====== TEXT PASSAGE

Recently I retold the story about a rough time in our family history. The details are still there but the emotion has seeped out like the snow outside my window that is leaking into the compassionate ground. Soon there will be no proof that those storms ever happened. The only evidence I have that Odhners were embroiled in an emotional polar
vortex is pictures. I keep one by my sewing table. It was captured a few months after the thaw began. A professional photographer friend had offered to take one for our Christmas card. All the kids were in matching dresses and vests, smiling like they meant it. Our son, the one around whom the blizzard blew, barely conceded to be in the shot, and wore steel gray. And no smile. But I cherish it because it was a milestone on the way home. And we have not fought since. That was seventeen years ago
this week.
The months after Benjamin's diagnosis are blurry too. I fumbled around as if I were functional, though one of my daughters recently let me have it about just how hard that time was for her. I grieve for what I cannot change. But the pain, which part of my brain tells me was excruciating, no longer is. Images flash through my head of Ben flailing and kicking, and escaping down the street to be brought home in a cop car. But I no longer cringe, Or cry. Or feel
ashamed.

============
====== ENTRIES SUPPLIED

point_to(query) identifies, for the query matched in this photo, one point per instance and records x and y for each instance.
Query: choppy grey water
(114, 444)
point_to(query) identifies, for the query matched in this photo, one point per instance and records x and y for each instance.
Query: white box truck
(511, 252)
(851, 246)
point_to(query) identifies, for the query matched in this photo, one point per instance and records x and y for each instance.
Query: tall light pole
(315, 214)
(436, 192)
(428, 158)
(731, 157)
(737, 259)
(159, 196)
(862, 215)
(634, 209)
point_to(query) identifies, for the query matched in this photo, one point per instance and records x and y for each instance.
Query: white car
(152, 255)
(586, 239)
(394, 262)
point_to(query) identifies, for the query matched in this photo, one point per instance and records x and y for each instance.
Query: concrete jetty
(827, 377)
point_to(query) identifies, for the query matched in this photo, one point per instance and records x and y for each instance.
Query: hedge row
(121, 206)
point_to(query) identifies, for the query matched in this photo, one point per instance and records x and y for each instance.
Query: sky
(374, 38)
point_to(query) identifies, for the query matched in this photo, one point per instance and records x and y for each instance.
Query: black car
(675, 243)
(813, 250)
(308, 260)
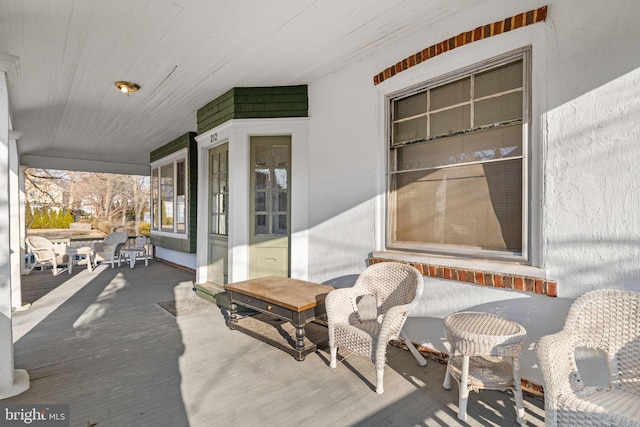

============

## TO DO
Condense the paragraph of the family essay above that begins "The months after Benjamin's diagnosis" into a shorter version that keeps its main facts.

## TASK OUTPUT
The months after Benjamin's diagnosis are a blur. I muddled through as if functional, though one of my daughters recently told me how hard that time was for her. I grieve what I cannot change, but the pain that was once excruciating is gone. I still picture Ben flailing, kicking, and running down the street until a police car brought him home, yet I no longer cringe, cry, or feel ashamed.